Goal |
Please filter the items below and copy every line that contains the string "building". Match case exactly.

━━━━━━

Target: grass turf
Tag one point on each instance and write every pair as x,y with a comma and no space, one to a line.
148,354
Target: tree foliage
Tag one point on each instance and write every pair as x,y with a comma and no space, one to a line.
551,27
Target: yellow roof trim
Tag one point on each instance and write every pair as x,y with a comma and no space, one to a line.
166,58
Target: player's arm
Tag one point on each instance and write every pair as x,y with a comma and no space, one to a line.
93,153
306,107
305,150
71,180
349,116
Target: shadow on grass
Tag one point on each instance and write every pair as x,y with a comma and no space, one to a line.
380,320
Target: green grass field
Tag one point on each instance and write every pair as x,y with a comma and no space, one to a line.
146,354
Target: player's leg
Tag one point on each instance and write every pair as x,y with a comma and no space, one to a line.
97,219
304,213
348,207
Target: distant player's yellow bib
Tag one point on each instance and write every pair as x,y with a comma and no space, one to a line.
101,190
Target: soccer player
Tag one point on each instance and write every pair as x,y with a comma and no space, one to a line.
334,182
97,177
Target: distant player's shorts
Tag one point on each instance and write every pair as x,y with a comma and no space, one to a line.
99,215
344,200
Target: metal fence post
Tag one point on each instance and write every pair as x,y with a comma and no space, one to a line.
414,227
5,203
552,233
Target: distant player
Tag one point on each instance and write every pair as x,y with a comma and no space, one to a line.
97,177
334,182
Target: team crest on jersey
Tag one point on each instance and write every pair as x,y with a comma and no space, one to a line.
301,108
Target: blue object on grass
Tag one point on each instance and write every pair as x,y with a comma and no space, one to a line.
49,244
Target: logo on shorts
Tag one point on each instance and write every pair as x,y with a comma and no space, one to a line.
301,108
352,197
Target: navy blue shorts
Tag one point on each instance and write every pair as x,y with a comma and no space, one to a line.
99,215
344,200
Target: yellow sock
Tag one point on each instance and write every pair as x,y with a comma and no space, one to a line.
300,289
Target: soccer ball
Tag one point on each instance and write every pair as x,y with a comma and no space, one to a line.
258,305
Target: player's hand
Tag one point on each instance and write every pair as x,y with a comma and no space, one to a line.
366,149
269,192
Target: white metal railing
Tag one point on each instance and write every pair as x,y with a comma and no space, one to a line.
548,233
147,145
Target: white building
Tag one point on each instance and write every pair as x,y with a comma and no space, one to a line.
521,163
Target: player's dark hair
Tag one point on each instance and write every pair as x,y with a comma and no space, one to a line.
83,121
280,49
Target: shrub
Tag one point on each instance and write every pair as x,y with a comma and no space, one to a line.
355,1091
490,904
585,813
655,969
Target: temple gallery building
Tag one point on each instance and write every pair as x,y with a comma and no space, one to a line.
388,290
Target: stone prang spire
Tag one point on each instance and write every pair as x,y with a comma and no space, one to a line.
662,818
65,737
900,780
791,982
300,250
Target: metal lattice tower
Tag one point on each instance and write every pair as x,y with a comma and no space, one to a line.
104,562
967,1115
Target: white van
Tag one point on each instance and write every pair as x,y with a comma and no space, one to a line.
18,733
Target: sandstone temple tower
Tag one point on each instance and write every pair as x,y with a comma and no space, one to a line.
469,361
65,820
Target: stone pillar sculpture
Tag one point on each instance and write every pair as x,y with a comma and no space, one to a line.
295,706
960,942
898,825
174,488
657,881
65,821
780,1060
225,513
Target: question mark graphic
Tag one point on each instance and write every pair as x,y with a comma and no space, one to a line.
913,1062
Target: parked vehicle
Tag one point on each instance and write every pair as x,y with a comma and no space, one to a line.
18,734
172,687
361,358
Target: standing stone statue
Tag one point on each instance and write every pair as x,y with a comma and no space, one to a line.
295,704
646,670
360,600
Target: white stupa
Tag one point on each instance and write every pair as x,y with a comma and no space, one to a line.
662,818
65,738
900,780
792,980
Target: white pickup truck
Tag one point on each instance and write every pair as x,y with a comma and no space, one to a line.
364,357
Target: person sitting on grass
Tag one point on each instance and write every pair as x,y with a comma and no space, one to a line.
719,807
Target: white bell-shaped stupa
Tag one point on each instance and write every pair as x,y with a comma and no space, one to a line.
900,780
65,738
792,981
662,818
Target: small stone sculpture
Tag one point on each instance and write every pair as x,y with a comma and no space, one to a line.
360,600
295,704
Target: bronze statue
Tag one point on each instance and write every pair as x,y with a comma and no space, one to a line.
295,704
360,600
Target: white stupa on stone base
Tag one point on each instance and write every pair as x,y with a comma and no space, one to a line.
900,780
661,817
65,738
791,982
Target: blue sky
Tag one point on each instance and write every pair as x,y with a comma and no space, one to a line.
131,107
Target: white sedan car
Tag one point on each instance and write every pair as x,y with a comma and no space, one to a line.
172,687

━━━━━━

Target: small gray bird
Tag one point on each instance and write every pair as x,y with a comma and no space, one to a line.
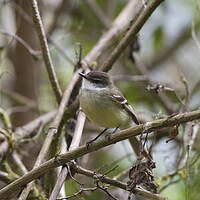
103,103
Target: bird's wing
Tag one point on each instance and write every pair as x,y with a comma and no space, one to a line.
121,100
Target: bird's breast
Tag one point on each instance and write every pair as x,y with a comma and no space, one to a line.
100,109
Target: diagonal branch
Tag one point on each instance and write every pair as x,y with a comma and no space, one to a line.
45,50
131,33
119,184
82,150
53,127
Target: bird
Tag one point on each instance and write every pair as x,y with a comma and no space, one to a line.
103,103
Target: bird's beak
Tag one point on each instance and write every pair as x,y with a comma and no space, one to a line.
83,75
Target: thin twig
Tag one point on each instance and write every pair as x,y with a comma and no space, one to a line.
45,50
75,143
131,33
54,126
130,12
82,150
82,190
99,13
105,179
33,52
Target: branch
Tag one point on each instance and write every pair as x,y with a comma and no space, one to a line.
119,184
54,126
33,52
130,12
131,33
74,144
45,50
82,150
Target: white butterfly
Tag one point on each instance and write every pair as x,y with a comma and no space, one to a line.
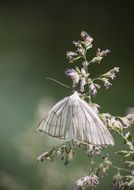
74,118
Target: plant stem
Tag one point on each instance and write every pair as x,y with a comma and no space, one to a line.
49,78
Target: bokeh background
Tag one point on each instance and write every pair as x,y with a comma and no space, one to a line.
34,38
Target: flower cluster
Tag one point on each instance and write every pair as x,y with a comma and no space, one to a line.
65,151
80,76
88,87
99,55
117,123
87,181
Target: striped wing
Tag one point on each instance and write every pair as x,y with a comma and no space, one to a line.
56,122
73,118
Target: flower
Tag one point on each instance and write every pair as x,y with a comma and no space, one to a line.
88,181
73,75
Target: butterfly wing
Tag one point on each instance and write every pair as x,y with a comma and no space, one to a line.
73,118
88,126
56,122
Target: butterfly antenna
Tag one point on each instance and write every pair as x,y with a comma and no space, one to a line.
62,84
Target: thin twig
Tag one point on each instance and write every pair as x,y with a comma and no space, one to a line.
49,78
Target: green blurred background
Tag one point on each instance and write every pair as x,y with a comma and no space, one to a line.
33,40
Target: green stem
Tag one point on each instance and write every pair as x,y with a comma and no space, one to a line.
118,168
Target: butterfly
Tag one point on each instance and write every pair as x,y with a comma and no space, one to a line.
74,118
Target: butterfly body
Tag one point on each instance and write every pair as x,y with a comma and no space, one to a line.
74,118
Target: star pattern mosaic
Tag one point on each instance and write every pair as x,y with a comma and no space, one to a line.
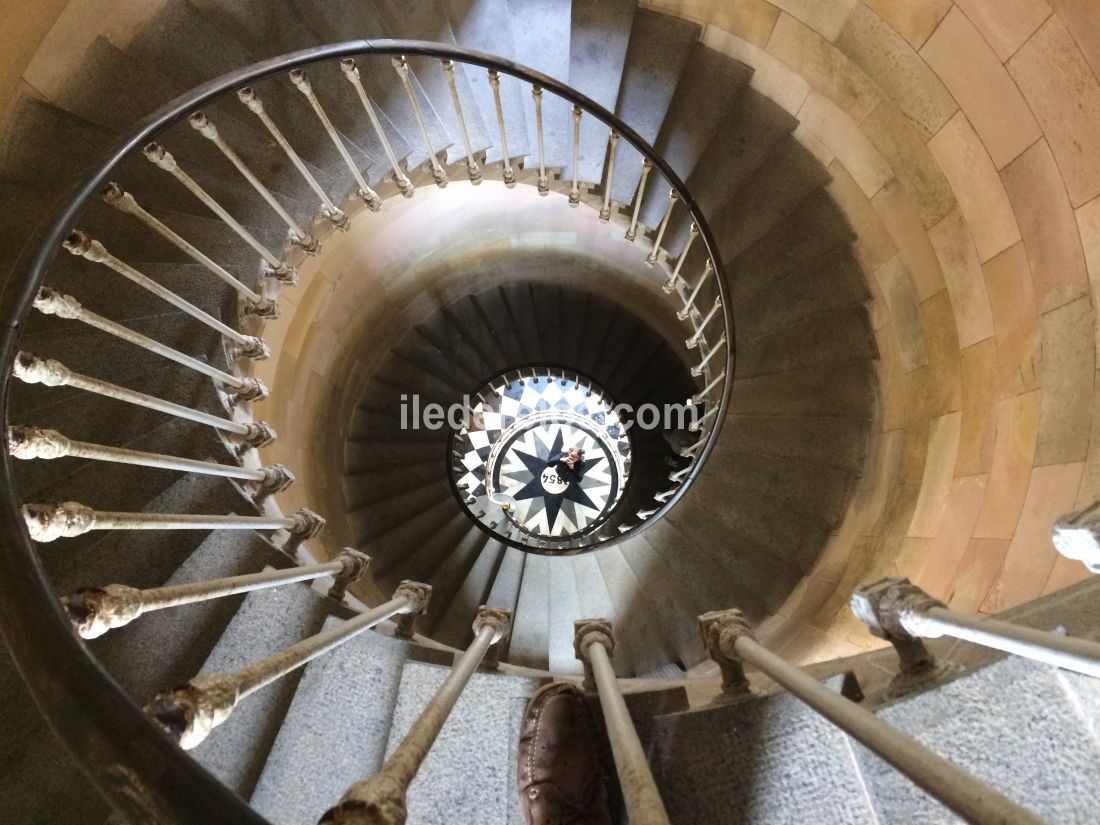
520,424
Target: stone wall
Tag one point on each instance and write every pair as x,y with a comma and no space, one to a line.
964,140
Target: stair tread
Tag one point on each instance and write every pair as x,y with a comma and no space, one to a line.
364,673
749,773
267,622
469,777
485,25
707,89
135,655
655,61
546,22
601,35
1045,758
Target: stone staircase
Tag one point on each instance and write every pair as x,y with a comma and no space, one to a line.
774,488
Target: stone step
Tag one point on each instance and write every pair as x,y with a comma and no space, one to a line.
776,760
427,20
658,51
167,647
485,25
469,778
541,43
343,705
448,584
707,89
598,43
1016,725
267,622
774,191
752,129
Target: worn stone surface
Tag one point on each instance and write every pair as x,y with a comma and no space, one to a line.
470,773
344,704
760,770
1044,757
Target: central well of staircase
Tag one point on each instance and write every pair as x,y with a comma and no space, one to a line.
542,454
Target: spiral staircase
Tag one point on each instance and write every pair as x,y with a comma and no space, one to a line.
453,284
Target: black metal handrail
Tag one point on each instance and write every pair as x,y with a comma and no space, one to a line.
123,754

━━━━━━

Full solution |
Target: white building
Target: temple gallery building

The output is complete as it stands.